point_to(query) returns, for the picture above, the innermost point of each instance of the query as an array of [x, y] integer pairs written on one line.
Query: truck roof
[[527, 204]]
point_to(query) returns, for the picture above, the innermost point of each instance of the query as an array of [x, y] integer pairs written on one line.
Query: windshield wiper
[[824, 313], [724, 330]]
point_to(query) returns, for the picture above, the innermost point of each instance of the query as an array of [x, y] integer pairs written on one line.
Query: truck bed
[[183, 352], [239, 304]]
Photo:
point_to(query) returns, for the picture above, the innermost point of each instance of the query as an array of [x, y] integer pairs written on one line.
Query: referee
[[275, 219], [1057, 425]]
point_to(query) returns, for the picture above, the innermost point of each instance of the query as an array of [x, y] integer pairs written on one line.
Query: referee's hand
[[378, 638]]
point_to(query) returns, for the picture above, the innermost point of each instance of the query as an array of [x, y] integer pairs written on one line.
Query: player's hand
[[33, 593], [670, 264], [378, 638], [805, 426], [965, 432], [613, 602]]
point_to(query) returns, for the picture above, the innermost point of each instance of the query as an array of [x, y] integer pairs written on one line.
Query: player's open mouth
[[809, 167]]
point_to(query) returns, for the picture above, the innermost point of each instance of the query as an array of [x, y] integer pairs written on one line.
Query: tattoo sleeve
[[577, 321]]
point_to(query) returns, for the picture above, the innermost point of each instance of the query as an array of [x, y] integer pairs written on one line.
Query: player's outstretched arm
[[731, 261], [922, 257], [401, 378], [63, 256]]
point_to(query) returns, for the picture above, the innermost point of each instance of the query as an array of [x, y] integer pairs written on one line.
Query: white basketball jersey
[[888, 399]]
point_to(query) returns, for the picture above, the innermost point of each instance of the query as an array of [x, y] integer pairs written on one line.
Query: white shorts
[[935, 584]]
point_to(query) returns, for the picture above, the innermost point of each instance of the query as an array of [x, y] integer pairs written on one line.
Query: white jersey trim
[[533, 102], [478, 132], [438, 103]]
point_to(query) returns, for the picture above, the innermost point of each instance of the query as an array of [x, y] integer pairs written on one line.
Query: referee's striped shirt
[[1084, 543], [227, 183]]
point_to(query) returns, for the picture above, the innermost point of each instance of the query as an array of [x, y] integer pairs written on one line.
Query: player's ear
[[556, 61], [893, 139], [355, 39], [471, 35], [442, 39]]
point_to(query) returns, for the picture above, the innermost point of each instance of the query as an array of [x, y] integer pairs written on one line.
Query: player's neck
================================
=== What is being asked ===
Retype every one of the lines above word for word, changing nothing.

=== Right answer ===
point_to(query) returns, for the picture above, the innermost point of each instance of the query as an array of [x, y] integer pairs written on one line.
Query: truck roof
[[527, 204]]
point_to(query) returns, for the picture above, the innermost point of each instance of the query as an array of [x, y] integer pairs written on one line.
Query: windshield wiper
[[824, 313], [724, 330]]
point_to(query) returns, for the picture above, the innermost point of each instance of the query as an array of [x, y] integer pairs written on one line.
Query: truck bed
[[183, 352], [239, 304]]
Photo:
point_to(query) returns, for the picture above, the innermost point of each instance of the query as an array of [x, y] integer pairs written on one line.
Query: referee
[[275, 219], [1057, 425]]
point_to(query) returns, for the picture above, the innermost point of each instance of the query as an array of [x, y] integer pairs written on one line.
Query: referee's hand
[[378, 638]]
point_to(query) returns, for the picture above, the innermost point of each instance of the query as an array of [x, y] integer pairs written on one line.
Query: player's hand
[[33, 593], [670, 264], [378, 638], [805, 426], [965, 432], [613, 602]]
point_to(query) returns, for the picture above, the innermost point of each instance of the query as an array of [x, y] integer pairs written on one line.
Query: player's open mouth
[[809, 167]]
point_to(query) returns, for the picture above, the innermost point of each instance of the query as an array of [x, y] integer pairs written on one line.
Query: tattoo sleeve
[[577, 321]]
point_to(query) returns, for the picture above, the innermost point of each instance of the query as an array of [x, y] integer pairs written on one line.
Query: player's outstretched arm
[[731, 261], [922, 257], [401, 378], [63, 256]]
point_to(query) returns, for the picture above, the innermost point of each instance of the query as an array of [x, y] integer pairs written on one line.
Query: white basketball jersey
[[888, 399]]
point_to(query) returns, for the picture above, the innermost point of each instance of the query as an array of [x, y] integer pairs written on one line.
Query: white shorts
[[935, 584]]
point_to(query) returns, for the picture above, the innermost point of each instance of the query as an array of [x, y] integer pairs written on one line.
Query: white jersey trim
[[533, 102], [478, 132], [438, 103]]
point_to(query) returns, for the picture above, the innermost point of each instance of the query as an array of [x, y] integer pairs written on one line.
Query: referee's striped shirt
[[1084, 543], [227, 183]]
point_to(query) returns, for the picture above, the innermost point of each instance of the query as an array of [x, y] integer pairs written on one line.
Query: player's ear
[[556, 61], [893, 139], [355, 39], [471, 35], [442, 39]]
point_to(query) returns, for the picture above, the innermost point of each instance of the query as an array of [x, y] integer pairs written on one line.
Query: player's neck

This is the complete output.